Documento di origine:
☆ ☆ ☆ ☆ ☆

Conosco il meccanismo, perché sono stato contattato già diverse volte (e non ho idea, tra l’altro, di dove abbiano recuperato la mia e-mail) e le prime volte sono stato al gioco, per vedere come funzionava. Qualche mese fa decisi di provare ad andare fino in fondo (faccio mea culpa), accettando di provare un oggetto di scarso valore (circa 10€) e lasciando una recensione positiva ma onesta e corretta (considerando il costo, era davvero un ottimo acquisto): ricevetti, dopo pochi giorni, l’accredito sul mio conto PayPal.
È chiaro che il meccanismo si basa soprattutto sulla fiducia, soprattutto quella di essere poi rimborsati dopo aver effettuato l’acquisto e relativa recensione. Che, per cifre relativamente basse, può anche giustificare il rischio di veder scomparire l’interlocutore dopo l’acquisto.
Tuttavia, almeno secondo la mia esperienza diretta, vengono offerti test su oggetti di basso valore, talvolta vera e propria “paccottiglia” cinese, che non merita neppure l’impegno di rispondere. Merce che non ha gran senso acquistare su Amazon, visto che si può tranquillamente trovare a negozio anche a prezzo inferiore. Credo sia utile ricordare che, nella grande maggioranza dei casi, la “presentazione” degli oggetti è nettamente migliore rispetto a quello che arriverà a casa: si chiama marketing, attività piuttosto diffusa nel settore del commercio.

☆ ☆ ☆ ☆ ☆

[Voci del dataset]
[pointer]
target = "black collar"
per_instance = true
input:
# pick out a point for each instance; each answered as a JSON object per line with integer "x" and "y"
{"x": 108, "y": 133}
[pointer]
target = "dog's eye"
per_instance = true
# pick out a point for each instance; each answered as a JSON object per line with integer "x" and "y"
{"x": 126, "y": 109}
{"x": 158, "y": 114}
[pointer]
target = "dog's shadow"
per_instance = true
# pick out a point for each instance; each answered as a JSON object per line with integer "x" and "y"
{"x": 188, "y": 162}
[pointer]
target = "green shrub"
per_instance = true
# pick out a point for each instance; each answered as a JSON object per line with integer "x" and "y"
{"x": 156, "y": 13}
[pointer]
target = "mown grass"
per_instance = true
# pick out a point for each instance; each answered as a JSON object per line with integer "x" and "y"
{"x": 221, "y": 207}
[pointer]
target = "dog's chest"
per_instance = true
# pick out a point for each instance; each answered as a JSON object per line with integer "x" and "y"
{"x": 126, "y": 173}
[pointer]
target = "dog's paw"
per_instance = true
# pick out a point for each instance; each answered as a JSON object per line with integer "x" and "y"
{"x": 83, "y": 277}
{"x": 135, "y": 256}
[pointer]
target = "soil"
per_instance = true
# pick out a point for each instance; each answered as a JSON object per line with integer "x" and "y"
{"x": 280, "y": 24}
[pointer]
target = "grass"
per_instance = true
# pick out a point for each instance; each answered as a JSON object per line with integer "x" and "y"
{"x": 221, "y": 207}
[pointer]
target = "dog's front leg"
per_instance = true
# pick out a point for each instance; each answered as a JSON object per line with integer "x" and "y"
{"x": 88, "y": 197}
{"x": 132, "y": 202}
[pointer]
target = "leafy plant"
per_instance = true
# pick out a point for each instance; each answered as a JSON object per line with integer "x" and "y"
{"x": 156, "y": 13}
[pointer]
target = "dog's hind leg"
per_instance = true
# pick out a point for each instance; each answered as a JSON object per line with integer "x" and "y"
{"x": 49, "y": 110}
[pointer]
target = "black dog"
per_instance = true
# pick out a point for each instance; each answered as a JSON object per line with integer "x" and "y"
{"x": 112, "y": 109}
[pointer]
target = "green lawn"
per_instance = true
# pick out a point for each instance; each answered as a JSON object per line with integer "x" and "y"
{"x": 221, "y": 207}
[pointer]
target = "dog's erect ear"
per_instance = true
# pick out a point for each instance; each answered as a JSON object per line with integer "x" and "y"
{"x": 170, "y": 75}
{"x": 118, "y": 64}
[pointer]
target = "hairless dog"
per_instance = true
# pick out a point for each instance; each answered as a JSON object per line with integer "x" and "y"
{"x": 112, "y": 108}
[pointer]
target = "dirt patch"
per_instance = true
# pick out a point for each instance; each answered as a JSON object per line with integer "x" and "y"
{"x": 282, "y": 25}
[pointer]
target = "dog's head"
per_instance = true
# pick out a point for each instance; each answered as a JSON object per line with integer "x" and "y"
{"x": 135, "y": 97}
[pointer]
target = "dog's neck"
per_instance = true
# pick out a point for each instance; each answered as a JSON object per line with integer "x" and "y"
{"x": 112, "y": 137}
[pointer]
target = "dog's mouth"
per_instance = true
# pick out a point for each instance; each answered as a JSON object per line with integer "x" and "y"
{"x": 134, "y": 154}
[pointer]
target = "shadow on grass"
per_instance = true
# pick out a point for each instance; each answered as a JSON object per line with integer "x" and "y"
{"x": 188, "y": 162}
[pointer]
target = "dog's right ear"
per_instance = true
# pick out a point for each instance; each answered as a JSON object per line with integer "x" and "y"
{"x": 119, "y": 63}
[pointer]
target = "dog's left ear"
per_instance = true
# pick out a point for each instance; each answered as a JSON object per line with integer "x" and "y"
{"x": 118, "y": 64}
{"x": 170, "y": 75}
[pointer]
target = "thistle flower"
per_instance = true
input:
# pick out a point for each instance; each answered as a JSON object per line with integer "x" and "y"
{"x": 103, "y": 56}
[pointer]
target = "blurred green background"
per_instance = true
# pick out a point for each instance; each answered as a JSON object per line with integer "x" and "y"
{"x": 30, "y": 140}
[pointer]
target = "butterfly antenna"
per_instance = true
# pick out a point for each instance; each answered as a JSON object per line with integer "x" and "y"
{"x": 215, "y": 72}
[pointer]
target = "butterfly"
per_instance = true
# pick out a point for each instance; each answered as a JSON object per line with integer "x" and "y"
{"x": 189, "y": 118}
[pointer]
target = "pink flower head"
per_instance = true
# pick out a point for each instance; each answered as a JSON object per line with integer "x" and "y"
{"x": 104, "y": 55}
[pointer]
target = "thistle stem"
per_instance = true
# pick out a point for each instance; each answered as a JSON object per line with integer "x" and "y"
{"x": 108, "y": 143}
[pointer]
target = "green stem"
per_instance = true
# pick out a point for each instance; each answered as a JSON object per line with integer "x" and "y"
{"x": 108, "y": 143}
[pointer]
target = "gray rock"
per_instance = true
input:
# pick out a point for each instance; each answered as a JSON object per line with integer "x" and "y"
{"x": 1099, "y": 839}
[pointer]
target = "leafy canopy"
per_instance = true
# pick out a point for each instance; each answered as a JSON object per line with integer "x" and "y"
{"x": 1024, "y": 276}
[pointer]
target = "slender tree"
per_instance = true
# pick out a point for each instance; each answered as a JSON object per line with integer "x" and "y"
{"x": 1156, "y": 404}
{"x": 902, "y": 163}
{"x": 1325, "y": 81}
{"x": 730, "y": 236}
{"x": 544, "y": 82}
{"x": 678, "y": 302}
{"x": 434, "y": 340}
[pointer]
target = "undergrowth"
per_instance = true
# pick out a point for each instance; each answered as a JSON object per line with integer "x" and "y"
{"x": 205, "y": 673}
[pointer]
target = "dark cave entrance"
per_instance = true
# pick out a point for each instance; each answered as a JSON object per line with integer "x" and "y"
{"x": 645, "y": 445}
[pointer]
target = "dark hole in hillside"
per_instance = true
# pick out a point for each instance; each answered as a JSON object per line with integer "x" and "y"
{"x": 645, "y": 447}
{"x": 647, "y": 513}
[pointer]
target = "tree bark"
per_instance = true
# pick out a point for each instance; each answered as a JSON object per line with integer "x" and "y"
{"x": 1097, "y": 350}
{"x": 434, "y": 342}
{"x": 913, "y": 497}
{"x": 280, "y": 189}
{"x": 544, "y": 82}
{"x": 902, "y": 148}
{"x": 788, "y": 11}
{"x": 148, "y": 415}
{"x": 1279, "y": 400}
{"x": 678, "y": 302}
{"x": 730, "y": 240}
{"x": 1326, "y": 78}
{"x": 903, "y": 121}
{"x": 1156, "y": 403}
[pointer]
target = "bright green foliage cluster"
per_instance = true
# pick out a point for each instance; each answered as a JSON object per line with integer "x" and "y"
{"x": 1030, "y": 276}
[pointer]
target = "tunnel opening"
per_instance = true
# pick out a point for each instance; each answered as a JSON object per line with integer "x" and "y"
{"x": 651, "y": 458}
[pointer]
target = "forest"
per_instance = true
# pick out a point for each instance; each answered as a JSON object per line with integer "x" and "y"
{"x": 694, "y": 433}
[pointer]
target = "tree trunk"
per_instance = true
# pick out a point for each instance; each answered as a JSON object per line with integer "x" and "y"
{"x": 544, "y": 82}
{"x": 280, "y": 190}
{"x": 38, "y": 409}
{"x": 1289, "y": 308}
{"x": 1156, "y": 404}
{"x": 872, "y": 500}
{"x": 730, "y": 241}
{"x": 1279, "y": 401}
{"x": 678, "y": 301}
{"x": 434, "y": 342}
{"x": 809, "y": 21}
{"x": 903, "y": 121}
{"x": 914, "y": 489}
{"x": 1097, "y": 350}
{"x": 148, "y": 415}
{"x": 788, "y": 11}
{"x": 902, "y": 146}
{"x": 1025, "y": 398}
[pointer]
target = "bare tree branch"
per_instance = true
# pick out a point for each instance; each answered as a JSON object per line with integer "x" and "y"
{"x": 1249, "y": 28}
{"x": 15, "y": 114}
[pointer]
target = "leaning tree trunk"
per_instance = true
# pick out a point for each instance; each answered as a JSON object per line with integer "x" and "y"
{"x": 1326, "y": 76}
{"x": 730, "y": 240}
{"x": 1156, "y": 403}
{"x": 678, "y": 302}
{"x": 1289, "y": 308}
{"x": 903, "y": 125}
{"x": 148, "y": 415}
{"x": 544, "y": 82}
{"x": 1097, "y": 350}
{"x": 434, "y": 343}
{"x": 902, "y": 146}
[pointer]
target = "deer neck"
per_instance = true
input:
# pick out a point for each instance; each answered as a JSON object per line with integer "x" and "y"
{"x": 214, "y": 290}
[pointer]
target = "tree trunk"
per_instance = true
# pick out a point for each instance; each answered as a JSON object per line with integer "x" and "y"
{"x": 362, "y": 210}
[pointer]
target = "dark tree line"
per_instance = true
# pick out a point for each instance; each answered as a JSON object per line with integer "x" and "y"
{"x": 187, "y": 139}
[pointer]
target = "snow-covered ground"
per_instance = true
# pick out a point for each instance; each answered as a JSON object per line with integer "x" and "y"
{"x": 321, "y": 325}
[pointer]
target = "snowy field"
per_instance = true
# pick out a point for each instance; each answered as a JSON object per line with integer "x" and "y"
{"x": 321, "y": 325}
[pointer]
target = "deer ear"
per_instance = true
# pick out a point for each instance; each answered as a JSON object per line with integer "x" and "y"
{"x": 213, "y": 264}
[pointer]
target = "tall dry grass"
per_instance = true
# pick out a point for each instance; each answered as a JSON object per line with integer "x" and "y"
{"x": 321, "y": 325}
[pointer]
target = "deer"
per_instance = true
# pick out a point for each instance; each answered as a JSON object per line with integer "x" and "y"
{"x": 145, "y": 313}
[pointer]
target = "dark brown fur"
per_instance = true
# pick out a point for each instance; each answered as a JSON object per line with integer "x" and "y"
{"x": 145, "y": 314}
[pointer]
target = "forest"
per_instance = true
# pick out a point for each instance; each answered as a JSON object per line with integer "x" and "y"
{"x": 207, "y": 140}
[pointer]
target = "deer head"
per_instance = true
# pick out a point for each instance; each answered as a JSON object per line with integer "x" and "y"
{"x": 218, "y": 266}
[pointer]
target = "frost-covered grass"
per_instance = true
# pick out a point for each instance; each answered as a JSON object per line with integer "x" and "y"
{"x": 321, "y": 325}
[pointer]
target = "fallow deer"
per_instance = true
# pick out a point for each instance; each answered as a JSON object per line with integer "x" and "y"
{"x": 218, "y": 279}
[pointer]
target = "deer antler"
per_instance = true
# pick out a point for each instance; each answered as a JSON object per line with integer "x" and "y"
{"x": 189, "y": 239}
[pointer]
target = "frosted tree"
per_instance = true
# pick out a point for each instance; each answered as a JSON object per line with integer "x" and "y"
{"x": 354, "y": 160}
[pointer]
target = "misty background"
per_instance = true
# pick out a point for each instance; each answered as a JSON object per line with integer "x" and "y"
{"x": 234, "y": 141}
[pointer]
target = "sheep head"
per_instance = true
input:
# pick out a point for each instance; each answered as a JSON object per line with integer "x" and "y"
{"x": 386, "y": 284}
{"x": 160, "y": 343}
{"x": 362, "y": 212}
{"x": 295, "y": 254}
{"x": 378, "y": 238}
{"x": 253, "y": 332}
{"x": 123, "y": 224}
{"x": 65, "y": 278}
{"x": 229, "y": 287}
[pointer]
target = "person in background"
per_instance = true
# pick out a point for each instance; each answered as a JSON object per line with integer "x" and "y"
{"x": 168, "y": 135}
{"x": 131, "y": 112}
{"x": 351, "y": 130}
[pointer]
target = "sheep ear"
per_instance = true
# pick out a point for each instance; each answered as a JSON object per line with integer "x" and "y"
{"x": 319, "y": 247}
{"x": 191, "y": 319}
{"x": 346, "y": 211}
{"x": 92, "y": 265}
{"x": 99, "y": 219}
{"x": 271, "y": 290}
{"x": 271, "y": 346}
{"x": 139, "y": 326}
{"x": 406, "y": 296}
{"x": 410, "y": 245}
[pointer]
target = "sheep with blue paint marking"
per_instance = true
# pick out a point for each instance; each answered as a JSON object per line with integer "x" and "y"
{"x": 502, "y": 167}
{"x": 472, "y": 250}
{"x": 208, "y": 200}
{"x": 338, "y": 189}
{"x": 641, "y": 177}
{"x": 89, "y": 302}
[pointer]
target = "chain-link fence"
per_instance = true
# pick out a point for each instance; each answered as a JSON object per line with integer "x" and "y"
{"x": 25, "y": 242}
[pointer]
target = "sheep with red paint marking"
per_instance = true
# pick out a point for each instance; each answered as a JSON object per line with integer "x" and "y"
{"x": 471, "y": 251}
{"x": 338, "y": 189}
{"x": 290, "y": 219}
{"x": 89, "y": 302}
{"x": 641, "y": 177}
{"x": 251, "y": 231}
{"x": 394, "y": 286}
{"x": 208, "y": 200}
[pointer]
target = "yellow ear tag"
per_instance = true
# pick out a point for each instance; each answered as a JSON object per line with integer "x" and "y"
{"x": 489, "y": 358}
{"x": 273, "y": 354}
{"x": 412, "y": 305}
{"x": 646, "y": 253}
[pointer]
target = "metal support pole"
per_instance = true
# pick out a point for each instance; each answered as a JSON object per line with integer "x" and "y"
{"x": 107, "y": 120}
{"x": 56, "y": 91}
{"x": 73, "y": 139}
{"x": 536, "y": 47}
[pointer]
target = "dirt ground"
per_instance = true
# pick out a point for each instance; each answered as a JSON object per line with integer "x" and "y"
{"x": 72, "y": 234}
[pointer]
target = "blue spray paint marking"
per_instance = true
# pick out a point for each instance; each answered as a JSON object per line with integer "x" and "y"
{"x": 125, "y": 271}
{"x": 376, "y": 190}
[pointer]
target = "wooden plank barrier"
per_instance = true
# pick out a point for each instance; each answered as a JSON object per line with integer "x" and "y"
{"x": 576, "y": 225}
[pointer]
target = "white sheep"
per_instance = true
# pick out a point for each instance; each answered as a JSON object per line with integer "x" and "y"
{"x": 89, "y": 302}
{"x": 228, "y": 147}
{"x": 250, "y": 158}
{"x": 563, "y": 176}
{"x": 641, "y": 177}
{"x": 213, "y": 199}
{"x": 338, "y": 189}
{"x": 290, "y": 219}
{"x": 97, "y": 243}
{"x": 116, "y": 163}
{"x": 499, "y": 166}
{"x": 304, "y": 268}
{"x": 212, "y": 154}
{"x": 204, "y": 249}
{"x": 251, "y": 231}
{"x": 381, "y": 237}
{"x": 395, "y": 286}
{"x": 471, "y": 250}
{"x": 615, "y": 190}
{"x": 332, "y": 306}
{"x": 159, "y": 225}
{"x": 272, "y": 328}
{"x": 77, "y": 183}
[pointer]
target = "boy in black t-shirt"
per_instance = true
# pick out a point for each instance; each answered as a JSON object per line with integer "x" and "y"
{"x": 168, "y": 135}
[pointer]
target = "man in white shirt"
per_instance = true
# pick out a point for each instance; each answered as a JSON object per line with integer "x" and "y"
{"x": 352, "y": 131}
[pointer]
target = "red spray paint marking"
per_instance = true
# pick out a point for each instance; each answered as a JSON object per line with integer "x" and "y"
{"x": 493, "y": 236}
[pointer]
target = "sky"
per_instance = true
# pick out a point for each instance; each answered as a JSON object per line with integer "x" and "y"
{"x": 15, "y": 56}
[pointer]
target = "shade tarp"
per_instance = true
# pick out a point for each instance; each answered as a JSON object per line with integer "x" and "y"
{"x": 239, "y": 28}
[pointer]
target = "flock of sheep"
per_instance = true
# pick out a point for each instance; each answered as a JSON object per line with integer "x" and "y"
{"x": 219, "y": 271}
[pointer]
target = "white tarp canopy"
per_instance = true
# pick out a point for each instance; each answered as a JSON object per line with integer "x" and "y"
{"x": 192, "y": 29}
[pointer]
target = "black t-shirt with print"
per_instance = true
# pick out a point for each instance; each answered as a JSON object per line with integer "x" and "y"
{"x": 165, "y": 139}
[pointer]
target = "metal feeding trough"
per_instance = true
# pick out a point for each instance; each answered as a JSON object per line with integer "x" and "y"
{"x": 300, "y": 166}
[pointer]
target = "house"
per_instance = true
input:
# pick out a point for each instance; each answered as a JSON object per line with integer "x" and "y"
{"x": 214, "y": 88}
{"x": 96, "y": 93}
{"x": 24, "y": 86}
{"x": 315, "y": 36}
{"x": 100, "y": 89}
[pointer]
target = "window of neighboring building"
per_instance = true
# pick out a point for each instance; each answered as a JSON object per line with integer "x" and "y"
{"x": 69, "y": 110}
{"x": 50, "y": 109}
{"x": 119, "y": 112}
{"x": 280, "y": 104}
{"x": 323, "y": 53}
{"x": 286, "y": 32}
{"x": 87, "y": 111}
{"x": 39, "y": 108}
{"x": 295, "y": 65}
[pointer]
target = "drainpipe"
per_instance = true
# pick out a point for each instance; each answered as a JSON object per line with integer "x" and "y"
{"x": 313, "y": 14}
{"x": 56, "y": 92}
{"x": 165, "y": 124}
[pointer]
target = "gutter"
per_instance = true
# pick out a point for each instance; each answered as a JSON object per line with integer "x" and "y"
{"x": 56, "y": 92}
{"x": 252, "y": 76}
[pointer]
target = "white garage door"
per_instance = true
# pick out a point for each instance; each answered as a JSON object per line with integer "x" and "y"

☆ ☆ ☆ ☆ ☆

Istruzioni:
**A)** Nel testo sulle recensioni Amazon si dice che certa merce «non ha gran senso acquistare su Amazon». Spiega in una-tre frasi il motivo indicato dal testo stesso.
**B)** Nel testo sulle recensioni Amazon, su quale conto chi scrive ricevette l'accredito dopo aver lasciato la recensione?
**C)** Prosegui il testo sulle recensioni Amazon a partire dal punto in cui si interrompe.
Le voci del dataset provengono da un'altra fonte.

Risposte:
**A)** Non ha senso acquistarla su Amazon perché la si può tranquillamente trovare in negozio, anche a un prezzo inferiore.

**B)** Sul proprio conto PayPal.

**C)**
Non avevo idea, in tutta sincerità, che le dimensioni del fenomeno fossero queste. E forse, anche se parliamo di oltre 200mila utenti coinvolti, potrebbero essere solo una minima parte di un fenomeno che coinvolge il mercato dell’e-commerce, in fortissima crescita anche a causa della pandemia di CoVID19: nel 2020, oltre 3,2 milioni di nuovi utenti solo in Italia.
Detto questo, la compravendita di recensioni rappresenta sicuramente un elemento che danneggia Amazon (come qualsiasi altro portale di e-commerce, che punta anche sui feedback degli utenti): molti utenti si fidano delle recensioni che leggono e basano su di esse l’acquisto, o meno, di un bene. Chiaramente, è piuttosto antipatico leggere molte recensioni positive, convincersi nell’acquisto per poi vedersi recapitare un oggetto di pessima qualità che non vale minimamente la cifra spesa!
Per contro, è anche vero che le recensioni (oneste e disinteressate) rappresentano comunque un punto di vista e dipendono da molti fattori, non sempre oggettivi. Pertanto è sempre bene non basarsi esclusivamente su di esse per un acquisto: pur contenendo alcune informazioni talvolta utili (es. difetti o caratteristiche non indicate dal venditore), le opinioni sono sempre da considerare per quello che sono.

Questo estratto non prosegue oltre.